**ASSIGNED TASK**: Report each line of the data below in which "jacket" appears.

Extracted records
-.-.-
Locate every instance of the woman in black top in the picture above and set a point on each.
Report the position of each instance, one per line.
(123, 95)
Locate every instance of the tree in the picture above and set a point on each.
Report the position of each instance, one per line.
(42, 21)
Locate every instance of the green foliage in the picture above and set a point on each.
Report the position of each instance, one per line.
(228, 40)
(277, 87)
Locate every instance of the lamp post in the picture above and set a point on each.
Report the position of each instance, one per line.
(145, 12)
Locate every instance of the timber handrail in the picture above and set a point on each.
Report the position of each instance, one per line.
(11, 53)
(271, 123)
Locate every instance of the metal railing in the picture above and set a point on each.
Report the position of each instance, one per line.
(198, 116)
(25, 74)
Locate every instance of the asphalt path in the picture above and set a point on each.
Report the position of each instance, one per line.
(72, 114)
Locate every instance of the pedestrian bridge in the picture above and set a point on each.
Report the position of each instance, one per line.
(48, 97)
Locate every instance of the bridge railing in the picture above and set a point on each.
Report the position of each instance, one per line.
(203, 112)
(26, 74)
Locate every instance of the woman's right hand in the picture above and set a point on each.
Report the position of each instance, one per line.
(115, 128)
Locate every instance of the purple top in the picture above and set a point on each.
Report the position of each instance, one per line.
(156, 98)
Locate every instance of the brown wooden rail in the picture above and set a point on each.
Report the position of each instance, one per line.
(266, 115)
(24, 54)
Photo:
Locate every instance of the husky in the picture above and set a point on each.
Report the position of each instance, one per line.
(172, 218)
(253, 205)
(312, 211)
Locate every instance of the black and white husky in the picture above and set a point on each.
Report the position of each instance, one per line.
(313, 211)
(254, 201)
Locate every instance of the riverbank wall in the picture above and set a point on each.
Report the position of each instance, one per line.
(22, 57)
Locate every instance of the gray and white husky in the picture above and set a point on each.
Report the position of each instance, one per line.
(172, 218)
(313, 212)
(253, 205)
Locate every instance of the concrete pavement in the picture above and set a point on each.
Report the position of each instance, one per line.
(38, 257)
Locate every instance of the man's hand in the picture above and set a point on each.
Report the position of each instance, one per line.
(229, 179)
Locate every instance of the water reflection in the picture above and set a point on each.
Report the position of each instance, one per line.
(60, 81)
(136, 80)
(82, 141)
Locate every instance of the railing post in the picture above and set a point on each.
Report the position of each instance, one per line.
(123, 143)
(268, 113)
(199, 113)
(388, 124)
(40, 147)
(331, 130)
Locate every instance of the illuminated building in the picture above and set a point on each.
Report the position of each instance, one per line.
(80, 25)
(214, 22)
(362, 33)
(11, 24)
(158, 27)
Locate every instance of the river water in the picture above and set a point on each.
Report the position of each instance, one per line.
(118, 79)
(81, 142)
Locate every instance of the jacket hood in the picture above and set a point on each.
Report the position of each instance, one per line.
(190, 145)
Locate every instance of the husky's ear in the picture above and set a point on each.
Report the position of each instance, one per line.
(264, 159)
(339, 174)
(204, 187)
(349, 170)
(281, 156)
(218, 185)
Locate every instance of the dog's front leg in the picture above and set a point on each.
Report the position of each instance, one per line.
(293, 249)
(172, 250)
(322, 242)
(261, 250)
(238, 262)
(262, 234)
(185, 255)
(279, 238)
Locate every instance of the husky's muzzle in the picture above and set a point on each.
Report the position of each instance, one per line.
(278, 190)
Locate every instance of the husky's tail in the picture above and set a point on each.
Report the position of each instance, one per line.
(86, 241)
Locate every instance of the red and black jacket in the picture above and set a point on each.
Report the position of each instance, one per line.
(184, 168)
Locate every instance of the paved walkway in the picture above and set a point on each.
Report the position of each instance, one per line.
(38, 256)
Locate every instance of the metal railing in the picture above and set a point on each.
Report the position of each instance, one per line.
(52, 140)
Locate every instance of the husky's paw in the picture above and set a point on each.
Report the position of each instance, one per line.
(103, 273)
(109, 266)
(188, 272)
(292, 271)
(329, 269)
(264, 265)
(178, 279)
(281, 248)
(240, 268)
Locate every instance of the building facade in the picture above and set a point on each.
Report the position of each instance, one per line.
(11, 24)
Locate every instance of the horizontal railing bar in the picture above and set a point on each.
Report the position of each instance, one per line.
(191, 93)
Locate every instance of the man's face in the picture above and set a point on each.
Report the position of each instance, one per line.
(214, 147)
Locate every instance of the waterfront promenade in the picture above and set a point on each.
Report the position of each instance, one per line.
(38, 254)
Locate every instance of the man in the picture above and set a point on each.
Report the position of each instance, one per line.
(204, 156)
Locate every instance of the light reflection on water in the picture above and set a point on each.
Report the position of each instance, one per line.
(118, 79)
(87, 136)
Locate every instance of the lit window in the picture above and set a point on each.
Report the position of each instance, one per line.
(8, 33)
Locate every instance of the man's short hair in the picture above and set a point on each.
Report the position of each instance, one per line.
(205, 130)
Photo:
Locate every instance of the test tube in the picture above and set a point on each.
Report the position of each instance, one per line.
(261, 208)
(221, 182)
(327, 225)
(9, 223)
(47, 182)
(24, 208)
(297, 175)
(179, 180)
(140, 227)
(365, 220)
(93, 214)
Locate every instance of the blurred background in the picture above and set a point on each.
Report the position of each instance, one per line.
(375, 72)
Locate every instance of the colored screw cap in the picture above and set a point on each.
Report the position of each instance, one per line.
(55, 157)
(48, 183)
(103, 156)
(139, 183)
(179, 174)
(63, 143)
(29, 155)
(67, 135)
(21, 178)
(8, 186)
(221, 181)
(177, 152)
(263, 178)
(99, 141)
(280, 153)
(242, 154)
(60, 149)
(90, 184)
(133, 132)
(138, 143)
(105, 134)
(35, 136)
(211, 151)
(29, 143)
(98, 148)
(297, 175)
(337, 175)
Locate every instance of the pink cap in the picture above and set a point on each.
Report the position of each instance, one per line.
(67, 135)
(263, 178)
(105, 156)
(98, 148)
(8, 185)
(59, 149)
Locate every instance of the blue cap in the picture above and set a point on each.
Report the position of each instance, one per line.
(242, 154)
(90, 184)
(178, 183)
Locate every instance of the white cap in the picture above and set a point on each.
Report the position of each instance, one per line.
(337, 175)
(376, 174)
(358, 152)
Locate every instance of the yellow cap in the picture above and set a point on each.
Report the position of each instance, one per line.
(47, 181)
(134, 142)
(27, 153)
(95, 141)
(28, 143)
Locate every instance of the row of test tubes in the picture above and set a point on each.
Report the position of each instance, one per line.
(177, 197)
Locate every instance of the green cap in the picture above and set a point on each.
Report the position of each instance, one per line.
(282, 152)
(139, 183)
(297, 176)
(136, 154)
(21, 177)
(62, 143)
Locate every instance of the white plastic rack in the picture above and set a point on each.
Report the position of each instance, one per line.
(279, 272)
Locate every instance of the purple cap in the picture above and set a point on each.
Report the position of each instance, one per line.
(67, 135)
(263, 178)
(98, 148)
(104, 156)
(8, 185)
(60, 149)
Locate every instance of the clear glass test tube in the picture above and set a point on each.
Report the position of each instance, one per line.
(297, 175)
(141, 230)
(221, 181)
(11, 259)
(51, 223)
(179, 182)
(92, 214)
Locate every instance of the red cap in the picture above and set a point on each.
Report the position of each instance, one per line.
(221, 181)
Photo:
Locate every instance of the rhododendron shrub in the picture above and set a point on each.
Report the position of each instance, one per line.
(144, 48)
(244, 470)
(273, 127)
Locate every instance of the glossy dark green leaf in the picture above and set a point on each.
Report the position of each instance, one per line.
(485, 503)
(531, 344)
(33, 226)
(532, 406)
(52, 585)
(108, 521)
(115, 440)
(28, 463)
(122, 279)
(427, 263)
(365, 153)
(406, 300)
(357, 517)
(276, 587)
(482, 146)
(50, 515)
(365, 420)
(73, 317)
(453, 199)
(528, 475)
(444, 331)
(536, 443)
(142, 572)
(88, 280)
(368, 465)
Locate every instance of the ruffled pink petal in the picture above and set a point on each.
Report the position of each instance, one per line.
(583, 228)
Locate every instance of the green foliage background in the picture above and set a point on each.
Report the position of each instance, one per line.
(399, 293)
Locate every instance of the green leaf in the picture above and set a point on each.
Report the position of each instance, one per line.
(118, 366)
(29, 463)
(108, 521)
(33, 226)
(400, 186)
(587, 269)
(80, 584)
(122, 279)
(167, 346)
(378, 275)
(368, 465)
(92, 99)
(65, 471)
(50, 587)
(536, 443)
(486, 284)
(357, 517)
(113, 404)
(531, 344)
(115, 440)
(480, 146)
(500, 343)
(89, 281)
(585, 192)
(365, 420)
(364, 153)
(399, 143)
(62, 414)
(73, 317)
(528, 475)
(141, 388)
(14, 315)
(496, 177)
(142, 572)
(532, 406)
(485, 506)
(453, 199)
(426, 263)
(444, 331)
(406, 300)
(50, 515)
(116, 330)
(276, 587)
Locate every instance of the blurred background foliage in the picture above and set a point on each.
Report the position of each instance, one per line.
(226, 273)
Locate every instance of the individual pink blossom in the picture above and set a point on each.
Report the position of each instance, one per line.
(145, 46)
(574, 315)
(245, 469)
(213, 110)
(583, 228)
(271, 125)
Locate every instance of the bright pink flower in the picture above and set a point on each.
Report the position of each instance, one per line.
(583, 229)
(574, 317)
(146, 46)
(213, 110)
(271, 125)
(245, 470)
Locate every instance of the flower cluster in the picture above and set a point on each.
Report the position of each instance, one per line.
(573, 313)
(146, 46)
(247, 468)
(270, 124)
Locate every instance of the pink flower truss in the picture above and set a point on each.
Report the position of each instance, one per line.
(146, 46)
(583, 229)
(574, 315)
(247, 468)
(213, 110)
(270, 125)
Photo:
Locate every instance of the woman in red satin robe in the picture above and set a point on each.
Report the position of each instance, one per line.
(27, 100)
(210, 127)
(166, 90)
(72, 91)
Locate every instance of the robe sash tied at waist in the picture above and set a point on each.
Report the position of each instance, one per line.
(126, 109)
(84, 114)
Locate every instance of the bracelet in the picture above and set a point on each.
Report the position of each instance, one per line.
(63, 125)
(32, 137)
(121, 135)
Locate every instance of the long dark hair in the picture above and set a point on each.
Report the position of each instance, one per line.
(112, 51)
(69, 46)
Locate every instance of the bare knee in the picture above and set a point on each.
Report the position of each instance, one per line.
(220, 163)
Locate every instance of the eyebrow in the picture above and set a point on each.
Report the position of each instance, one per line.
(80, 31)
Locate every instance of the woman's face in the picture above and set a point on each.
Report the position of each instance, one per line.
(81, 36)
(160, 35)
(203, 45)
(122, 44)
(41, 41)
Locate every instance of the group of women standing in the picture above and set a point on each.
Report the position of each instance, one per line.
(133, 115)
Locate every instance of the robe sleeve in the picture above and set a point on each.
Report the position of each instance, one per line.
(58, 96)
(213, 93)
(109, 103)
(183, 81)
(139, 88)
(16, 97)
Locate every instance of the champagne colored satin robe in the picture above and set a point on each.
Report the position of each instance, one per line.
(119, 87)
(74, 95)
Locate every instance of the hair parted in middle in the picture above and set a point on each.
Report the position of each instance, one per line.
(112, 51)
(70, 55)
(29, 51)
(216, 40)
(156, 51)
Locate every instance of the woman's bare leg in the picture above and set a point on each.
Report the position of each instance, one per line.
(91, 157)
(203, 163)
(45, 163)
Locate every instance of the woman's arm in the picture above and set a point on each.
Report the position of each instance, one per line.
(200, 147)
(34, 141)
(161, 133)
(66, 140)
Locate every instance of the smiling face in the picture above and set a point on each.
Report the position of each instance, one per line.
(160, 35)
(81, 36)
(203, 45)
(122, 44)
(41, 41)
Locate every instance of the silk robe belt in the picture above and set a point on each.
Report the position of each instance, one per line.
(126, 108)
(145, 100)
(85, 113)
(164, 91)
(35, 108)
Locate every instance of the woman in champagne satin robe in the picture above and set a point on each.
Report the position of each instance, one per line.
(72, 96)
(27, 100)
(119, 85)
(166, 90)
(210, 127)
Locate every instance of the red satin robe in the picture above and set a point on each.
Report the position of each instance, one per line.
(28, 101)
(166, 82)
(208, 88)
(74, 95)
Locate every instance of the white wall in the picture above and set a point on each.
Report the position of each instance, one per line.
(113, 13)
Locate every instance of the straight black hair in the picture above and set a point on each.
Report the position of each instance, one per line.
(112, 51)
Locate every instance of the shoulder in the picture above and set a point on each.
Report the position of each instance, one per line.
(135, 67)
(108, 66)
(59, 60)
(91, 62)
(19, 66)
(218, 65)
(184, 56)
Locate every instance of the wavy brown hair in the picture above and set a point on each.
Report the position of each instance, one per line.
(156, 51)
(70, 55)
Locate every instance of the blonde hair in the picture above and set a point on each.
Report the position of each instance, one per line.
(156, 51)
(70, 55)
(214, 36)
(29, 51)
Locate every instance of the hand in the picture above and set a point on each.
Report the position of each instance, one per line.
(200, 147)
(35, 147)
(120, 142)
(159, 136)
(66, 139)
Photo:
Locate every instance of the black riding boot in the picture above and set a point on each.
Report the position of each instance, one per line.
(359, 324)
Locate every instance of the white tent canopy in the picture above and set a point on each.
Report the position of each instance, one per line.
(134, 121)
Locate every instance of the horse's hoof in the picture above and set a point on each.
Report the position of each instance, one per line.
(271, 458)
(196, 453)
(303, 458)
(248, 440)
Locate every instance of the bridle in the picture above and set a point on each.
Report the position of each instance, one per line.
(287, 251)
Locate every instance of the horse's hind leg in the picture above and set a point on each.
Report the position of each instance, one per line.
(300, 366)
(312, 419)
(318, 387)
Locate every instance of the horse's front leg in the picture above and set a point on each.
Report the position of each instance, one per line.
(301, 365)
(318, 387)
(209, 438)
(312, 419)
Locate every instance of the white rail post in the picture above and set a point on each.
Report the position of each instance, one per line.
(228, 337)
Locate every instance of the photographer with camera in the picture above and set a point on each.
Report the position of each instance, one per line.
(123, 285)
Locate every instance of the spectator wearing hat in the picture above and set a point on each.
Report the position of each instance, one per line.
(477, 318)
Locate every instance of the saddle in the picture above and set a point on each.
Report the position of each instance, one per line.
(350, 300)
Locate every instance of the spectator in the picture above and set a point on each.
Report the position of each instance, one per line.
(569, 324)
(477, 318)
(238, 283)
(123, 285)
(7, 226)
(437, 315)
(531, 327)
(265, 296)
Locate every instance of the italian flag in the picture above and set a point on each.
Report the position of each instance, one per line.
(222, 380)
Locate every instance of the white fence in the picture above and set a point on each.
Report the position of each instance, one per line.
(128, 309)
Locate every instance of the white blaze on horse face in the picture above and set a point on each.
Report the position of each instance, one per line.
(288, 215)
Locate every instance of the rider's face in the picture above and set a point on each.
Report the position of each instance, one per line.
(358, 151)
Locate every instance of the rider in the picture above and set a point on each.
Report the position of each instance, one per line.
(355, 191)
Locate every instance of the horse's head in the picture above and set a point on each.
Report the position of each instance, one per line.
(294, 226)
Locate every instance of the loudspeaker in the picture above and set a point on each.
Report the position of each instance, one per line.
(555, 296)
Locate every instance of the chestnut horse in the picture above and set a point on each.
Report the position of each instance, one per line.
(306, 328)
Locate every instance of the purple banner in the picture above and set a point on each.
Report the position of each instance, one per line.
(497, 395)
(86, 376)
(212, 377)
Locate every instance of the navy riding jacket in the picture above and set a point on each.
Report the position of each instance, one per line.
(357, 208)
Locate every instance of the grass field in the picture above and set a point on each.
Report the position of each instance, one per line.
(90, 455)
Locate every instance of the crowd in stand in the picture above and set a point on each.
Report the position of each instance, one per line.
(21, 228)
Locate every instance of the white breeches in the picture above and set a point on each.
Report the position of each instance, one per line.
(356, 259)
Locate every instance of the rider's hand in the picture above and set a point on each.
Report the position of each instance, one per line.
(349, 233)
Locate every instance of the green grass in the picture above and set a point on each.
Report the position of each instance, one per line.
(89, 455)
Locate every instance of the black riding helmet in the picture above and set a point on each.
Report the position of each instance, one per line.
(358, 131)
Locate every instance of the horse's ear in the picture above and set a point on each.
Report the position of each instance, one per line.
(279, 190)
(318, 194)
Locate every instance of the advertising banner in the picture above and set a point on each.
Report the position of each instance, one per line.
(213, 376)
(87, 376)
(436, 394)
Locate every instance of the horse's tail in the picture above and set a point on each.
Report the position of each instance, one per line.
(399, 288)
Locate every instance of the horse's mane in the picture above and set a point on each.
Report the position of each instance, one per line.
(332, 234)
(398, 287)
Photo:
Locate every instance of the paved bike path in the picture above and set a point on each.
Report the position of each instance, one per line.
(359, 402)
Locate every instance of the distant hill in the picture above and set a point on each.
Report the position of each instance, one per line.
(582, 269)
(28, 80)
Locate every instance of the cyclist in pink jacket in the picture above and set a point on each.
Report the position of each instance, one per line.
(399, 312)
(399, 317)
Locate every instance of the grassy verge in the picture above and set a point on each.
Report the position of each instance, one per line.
-.-.-
**FINISHED TASK**:
Locate every instance of the jacket hood in the picture above and set a point on each.
Locate every instance of the red and black jacket in the picture above and set a point on each.
Locate every instance of the navy riding jacket in the picture above and set a point on each.
Locate every instance of the cyclist in pink jacket in the picture above and set a point on each.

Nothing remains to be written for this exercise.